**PROBLEM TO WORK ON**
Only the lines from the start of the material through the line containing "box: [423, 88, 499, 253]" are to be extracted, exactly as they appear.

[[ EXTRACTED MATERIAL, beginning ]]

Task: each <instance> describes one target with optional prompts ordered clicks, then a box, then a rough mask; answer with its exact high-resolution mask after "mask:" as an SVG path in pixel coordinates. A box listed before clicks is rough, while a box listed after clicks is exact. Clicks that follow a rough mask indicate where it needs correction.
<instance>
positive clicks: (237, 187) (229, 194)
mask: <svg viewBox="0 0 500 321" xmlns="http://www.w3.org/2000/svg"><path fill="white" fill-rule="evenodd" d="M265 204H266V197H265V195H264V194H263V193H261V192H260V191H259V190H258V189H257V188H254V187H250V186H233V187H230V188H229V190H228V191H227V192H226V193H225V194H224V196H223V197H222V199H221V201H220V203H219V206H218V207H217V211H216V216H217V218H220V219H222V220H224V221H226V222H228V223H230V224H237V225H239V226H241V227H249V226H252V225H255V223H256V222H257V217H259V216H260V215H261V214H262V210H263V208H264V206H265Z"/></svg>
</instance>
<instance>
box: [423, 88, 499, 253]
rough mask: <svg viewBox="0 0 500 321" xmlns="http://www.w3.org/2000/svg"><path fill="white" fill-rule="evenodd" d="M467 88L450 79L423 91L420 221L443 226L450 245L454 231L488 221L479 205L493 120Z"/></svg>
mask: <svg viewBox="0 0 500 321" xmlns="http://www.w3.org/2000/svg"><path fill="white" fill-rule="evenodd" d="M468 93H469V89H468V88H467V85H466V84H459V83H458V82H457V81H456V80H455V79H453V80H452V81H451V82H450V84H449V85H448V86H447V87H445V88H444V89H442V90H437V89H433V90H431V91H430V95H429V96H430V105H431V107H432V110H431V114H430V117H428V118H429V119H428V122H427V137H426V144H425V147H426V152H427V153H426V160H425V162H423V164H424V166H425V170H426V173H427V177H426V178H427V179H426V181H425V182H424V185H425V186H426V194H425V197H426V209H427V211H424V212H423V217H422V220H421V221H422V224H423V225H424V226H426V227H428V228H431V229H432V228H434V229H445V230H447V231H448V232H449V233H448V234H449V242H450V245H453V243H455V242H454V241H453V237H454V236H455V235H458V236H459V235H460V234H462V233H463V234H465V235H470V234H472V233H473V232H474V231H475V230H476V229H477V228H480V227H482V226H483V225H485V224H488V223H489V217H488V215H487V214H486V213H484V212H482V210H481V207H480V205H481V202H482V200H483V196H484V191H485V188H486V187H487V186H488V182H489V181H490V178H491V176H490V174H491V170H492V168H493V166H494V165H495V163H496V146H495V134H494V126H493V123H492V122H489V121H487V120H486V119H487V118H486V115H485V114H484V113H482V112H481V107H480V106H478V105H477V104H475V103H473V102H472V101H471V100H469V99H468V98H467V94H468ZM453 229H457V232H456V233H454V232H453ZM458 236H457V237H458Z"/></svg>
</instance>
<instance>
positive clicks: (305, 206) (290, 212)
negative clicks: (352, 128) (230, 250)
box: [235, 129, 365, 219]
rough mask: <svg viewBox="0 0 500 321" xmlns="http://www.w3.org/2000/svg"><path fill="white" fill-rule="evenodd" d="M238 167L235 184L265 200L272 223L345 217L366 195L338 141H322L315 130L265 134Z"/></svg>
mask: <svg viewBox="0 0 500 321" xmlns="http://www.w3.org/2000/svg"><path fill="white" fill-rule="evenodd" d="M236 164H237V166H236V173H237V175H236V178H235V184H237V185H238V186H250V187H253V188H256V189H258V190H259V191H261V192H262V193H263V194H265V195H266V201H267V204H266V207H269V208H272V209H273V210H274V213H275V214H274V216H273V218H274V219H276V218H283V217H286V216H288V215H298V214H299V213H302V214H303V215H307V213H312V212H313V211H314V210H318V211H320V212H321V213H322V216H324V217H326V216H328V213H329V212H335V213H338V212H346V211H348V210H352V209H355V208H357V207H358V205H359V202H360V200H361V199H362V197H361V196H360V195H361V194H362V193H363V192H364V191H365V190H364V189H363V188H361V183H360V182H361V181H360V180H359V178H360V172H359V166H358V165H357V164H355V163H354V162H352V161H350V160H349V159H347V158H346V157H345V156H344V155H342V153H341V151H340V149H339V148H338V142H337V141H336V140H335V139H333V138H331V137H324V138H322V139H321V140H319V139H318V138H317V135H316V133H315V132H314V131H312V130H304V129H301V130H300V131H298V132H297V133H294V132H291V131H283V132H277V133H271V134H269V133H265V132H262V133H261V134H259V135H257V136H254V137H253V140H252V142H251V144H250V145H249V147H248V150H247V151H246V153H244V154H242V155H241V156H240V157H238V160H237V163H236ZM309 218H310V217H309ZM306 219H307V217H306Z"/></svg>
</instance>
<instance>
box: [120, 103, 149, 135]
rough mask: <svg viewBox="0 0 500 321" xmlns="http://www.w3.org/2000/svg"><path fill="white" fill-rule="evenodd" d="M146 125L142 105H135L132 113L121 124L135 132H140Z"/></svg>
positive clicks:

[[ EXTRACTED MATERIAL, end ]]

**YOUR RESPONSE**
Task: each <instance> describes one target with optional prompts ordered clicks, then a box, then a rough mask; answer with its exact high-resolution mask after "mask:" as an SVG path in pixel coordinates. A box listed before clicks is rough, while a box listed after clicks is exact. Clicks that follow a rough mask indicate where it needs correction.
<instance>
positive clicks: (237, 187) (229, 194)
mask: <svg viewBox="0 0 500 321" xmlns="http://www.w3.org/2000/svg"><path fill="white" fill-rule="evenodd" d="M265 204H266V197H265V195H264V194H263V193H261V192H260V191H259V190H258V189H257V188H254V187H250V186H233V187H230V188H229V190H228V191H227V192H226V193H225V194H224V196H223V197H222V199H221V201H220V203H219V206H218V207H217V211H216V216H217V218H220V219H222V220H224V221H226V222H228V223H230V224H237V225H239V226H241V227H249V226H252V225H255V223H256V222H257V217H259V216H260V215H261V214H262V210H263V208H264V206H265Z"/></svg>
</instance>
<instance>
box: [423, 88, 499, 253]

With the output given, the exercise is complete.